**Goal**
Could you update the material below so that every "Locations" reads "Boxes", with everything else left as it is?

---------- Data listing

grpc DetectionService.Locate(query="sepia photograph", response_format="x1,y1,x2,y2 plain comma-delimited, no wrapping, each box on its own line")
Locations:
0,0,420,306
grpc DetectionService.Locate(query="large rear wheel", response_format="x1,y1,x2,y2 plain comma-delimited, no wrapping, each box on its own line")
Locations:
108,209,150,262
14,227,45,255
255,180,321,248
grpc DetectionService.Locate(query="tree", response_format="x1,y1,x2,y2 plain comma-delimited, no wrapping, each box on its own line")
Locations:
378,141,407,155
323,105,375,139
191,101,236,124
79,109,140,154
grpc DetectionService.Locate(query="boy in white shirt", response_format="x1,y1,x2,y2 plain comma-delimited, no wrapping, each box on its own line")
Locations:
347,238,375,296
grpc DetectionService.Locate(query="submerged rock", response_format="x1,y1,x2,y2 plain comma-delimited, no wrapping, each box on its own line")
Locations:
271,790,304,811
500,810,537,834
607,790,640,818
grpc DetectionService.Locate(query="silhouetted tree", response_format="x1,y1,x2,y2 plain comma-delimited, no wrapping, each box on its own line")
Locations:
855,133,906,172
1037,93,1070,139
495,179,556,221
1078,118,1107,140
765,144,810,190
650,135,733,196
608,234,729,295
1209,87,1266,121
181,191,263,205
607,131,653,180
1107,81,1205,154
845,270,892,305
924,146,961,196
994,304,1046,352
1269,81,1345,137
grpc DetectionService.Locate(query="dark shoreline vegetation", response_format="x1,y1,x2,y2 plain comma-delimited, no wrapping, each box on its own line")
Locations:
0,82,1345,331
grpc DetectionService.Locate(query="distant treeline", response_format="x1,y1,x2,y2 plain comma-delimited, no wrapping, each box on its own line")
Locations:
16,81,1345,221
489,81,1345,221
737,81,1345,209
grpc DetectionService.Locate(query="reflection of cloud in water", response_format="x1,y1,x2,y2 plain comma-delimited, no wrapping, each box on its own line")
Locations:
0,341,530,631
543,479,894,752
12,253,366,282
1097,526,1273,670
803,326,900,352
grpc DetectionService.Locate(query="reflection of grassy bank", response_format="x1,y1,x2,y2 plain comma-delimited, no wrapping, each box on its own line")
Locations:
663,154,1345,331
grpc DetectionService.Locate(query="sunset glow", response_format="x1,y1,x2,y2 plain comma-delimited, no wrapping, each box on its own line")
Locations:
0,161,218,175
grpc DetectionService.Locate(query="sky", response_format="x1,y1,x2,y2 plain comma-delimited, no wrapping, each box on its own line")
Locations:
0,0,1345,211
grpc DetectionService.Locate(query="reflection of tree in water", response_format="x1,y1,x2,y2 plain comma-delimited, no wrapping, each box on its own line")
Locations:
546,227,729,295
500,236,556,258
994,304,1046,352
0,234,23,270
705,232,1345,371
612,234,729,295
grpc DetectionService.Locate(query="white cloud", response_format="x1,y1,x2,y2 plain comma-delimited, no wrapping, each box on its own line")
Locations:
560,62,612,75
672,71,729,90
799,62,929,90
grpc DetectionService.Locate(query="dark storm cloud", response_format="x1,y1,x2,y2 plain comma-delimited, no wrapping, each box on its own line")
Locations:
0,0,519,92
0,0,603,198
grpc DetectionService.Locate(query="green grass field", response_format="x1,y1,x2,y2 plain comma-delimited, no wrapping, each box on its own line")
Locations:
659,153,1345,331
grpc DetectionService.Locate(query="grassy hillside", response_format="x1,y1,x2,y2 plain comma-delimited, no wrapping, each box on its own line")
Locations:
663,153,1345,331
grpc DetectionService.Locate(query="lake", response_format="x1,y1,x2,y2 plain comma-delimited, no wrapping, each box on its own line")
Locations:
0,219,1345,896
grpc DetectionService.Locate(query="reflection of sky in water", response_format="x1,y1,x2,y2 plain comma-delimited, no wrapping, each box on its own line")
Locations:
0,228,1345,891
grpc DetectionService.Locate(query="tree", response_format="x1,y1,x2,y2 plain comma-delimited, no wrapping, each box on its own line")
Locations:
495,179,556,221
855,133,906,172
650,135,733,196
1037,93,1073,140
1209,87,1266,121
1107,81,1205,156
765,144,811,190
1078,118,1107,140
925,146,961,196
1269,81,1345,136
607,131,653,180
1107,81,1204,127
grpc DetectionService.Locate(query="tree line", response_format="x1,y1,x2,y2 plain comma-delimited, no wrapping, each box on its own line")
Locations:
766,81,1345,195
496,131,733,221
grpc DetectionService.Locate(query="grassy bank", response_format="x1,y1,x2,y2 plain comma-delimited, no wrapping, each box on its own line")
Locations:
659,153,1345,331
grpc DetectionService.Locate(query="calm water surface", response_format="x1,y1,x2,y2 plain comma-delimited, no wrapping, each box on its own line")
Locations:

--------------------

**Task result**
grpc DetectionService.Locate(query="sepia photograph", response_format="x1,y1,x2,y2 plain comma-delimited, no wrapping, each box on its own line")
Boxes:
0,0,420,306
grpc DetectionService.Locate(query="large rear wheel", response_format="x1,y1,x2,y2 plain comma-delimited, no wrapping, each box on its own line")
Boxes:
108,209,150,262
14,227,45,255
255,180,321,248
grpc DetectionService.Locate(query="tree", response_format="x1,y1,x2,y2 plain comma-delimited, no wrapping, each box on its own line")
Boxes:
378,141,407,155
323,105,375,139
191,101,236,124
79,109,140,154
grpc DetectionService.Locate(query="boy in white shirt", response_format="x1,y1,x2,y2 plain comma-delimited, no wrapping, each box on its own line")
Boxes:
347,238,375,296
grpc DetectionService.Locate(query="submerged rock", response_format="x1,y1,x2,y2 plain comma-delimited, no wrapping, each box on its own line")
Boxes:
271,790,304,811
500,810,537,834
607,790,640,818
grpc DetectionService.Locate(query="silhouetted tree", response_format="x1,y1,x2,y2 plain comma-delimited, no wrapping, each box on its own line")
Boxes:
855,133,906,172
1037,93,1070,139
495,179,556,221
1078,118,1107,140
765,144,810,190
650,135,733,196
608,234,729,295
1209,87,1266,121
181,191,263,205
607,131,653,180
1107,81,1205,154
845,270,892,305
924,146,961,196
994,304,1046,352
1269,81,1345,137
grpc DetectionService.Locate(query="dark shoreline vegetation", response_format="x1,y1,x2,y2 plain comma-delimited, no wrapping, each box on its own line")
Boxes:
0,82,1345,331
grpc DetectionService.Locate(query="distant treeline", response_format="x1,y1,x2,y2 plain comma-delimited, no wrapping, each box on its own line")
Boxes:
16,81,1345,221
489,81,1345,221
737,81,1345,209
grpc DetectionService.Locate(query="reflection of cloud in water", response_format="x1,y1,x2,y2 plain comma-delimited, no wrapping, each box on its own line")
Boxes:
0,341,530,631
543,479,894,752
12,253,366,282
1097,526,1273,670
803,326,900,352
grpc DetectionService.Locate(query="reflection of grassy bank", response_format="x1,y1,x2,y2 plain comma-delimited, no wrapping, each box on its own line")
Boxes:
663,154,1345,331
grpc DetectionService.Locate(query="sunset glow", response_format="x1,y1,x2,y2 plain comma-delimited, no wrapping, each box on its own line")
Boxes:
0,161,218,175
grpc DetectionService.Locate(query="sky", response_format="x1,y1,x2,y2 plain comma-delimited, no wrapping, each box on its own line")
Boxes:
0,0,1345,211
grpc DetectionService.Locate(query="reflection of tree in water", response_format="x1,y1,x2,y2 plain comma-delimited, no wrapping, each box on its own line")
Boxes:
546,227,729,295
500,236,556,258
994,304,1046,352
0,234,23,270
705,232,1345,371
612,234,729,295
grpc DetectionService.Locate(query="white cloud", response_format="x1,y1,x2,y2 plain comma-delimited, no wrapping, each box on its own line")
Boxes:
560,62,612,75
672,71,729,90
799,62,929,90
grpc DetectionService.Locate(query="dark storm cloud", response_format="x1,y1,x2,y2 plain comma-delimited, no wrapping, each box on its own line")
Boxes:
0,0,519,92
0,0,603,198
grpc DetectionService.Locate(query="green grass field", response_format="x1,y1,x2,y2 plain comma-delimited, no wrapping, each box on its own line")
Boxes:
659,153,1345,331
grpc DetectionService.Locate(query="grassy hillside", response_format="x1,y1,x2,y2 plain comma-delimited, no wrapping, each box on its own line")
Boxes:
663,153,1345,331
grpc DetectionService.Locate(query="lake", response_format="x1,y1,x2,y2 plain comma-delimited, no wrapping, each box on its own line")
Boxes:
0,219,1345,896
grpc DetectionService.Locate(query="reflection of sky in water", response_format="x1,y1,x2,y2 plain comma-delimited, no wrapping, each box on its own line")
Boxes:
0,228,1345,891
grpc DetectionService.Locate(query="tree", response_format="x1,y1,x2,y2 plain comma-delimited, no wrapping, each box on its own line")
Boxes:
495,179,556,221
855,133,906,172
650,135,733,196
1037,93,1073,140
1209,87,1266,121
1107,81,1205,156
765,144,811,190
1078,118,1107,140
925,146,961,196
1269,81,1345,136
607,131,653,180
1107,81,1204,127
grpc DetectionService.Locate(query="tree line", response_format="x1,y1,x2,y2 plain comma-delimited, no wrapping, each box on its own line")
Boxes:
766,81,1345,195
496,131,733,221
grpc DetectionService.Locate(query="grassy bank", response_format="x1,y1,x2,y2 plain comma-delimited, no wrapping, each box on its own line")
Boxes:
659,153,1345,331
grpc DetectionService.Locate(query="calm water surface", response_format="x1,y1,x2,y2 plain comma-delimited, no wrapping, each box on its own line")
Boxes:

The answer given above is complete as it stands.